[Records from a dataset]
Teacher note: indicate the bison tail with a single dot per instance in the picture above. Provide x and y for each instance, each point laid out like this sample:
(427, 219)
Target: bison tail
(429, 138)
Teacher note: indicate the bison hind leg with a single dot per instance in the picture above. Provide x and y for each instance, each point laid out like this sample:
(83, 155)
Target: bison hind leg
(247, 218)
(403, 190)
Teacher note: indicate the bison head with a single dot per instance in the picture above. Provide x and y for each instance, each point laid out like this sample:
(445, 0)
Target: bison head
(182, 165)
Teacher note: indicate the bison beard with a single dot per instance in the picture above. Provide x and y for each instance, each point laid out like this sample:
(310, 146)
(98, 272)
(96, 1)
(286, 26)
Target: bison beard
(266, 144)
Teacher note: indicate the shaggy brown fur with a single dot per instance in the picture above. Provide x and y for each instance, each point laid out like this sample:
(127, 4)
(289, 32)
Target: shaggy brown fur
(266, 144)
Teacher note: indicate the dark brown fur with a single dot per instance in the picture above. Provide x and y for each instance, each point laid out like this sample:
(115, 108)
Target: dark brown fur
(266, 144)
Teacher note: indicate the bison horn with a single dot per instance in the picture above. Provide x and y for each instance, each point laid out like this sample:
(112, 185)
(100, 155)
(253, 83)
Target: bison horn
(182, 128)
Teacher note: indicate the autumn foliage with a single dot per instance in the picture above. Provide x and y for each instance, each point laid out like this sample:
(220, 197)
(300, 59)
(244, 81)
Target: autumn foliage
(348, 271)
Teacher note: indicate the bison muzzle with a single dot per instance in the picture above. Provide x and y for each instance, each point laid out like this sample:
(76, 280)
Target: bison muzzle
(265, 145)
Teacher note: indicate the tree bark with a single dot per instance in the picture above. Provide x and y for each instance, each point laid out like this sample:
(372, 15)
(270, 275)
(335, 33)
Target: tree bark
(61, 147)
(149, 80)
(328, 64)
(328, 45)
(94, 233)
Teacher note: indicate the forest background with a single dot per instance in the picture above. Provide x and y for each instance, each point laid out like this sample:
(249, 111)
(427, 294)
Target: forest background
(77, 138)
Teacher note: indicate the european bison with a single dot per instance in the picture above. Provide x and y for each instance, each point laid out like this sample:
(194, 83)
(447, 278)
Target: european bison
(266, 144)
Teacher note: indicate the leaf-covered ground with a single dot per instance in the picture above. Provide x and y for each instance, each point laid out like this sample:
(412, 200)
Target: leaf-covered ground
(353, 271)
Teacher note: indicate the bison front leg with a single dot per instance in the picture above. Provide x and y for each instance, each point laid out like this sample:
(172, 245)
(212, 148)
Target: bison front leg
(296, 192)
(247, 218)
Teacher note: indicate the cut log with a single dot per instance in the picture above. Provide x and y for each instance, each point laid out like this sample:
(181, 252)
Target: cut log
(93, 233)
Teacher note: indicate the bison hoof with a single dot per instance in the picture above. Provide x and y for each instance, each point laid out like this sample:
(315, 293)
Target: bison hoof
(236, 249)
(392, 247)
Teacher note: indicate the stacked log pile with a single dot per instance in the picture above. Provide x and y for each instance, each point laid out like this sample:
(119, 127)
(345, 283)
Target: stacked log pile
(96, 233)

* _JOB_:
Would you copy out each line exactly as written?

* _PROBLEM SOLUTION_:
Teacher note: indicate the bison tail with a single dot per instance in the picture above. Provide x and y for each instance, each point laid out like this sample:
(427, 219)
Target: bison tail
(429, 138)
Teacher note: indicate the bison hind leg with a single dot per instance in the picture above. Provide x and y for each instance, each point laid out like this sample:
(83, 155)
Target: bison hind leg
(247, 218)
(403, 190)
Teacher note: indicate the bison head with a single dot per instance in the picture above. Provide x and y for each instance, each point laid out like this sample:
(445, 0)
Target: bison head
(182, 165)
Teacher note: indicate the bison beard with a single dot per instance in the picture above. Provide x and y for each instance, each point laid out like this sample:
(310, 146)
(98, 272)
(96, 1)
(286, 26)
Target: bison beard
(266, 144)
Teacher note: indicate the shaggy brown fur with a single dot per instance in the picture above. Provide x and y for each instance, each point laid out like this sample:
(127, 4)
(289, 32)
Target: shaggy brown fur
(266, 144)
Teacher note: indicate the dark brown fur with a single dot per instance in the picture above. Provide x and y for each instance, each point laid out like this sample:
(115, 108)
Target: dark brown fur
(266, 144)
Teacher note: indicate the bison horn with a single dot per instance in the picture above. Provide x and y for each instance, each point laid out like this sample:
(112, 185)
(100, 155)
(253, 83)
Target: bison horn
(182, 128)
Teacher note: indicate the autumn foliage with a single dot per instance in the picture above. Provide x and y for each instance, each point laid out like this sample:
(220, 197)
(300, 59)
(244, 81)
Target: autumn foliage
(348, 271)
Teacher note: indicate the bison muzzle with a single dot per instance in the picture above. Provide x and y for each instance, each point laid out like this sample:
(76, 280)
Target: bison muzzle
(265, 145)
Teacher note: indicate the tree bark with a single dot per instance in the picture above. Provide x and y for each instance, each point laid out like this sample:
(372, 15)
(270, 275)
(335, 33)
Target: tree bark
(61, 147)
(149, 80)
(328, 64)
(328, 45)
(94, 233)
Teacher note: indicate the forest background with a single dot per instance in the picture above. Provide x and y for each instance, each point laid out like this sample:
(249, 111)
(427, 294)
Target: forest background
(77, 138)
Teacher note: indicate the european bison with a single dot per instance in the picture above. Provide x and y for each instance, each point laid out like this sample:
(194, 83)
(447, 278)
Target: european bison
(266, 144)
Teacher note: indicate the leaf-covered ground with a single dot per instance in the picture above. Provide x and y for each instance, each point laid out like this sample:
(412, 200)
Target: leaf-covered ground
(353, 271)
Teacher note: indicate the bison front leg with a single dot per instance in the picture above. Provide x and y for each instance, each point laid out like this sample:
(172, 245)
(212, 148)
Target: bison front leg
(296, 192)
(247, 218)
Teacher note: indicate the cut log with a single dot per instance in the picture above. Provide x and y for each instance, each point laid out like this sample:
(181, 252)
Target: cut log
(93, 233)
Teacher note: indicate the bison hoof with a single dot per instance in the picture above. Provide x and y for each instance, each point laid out like this sample:
(315, 293)
Target: bison hoof
(236, 249)
(392, 247)
Teacher note: indicate the stacked log pile with a single dot per instance in the picture above. Provide x and y for each instance, each point laid out like this sample:
(119, 127)
(345, 283)
Target: stacked log pile
(96, 233)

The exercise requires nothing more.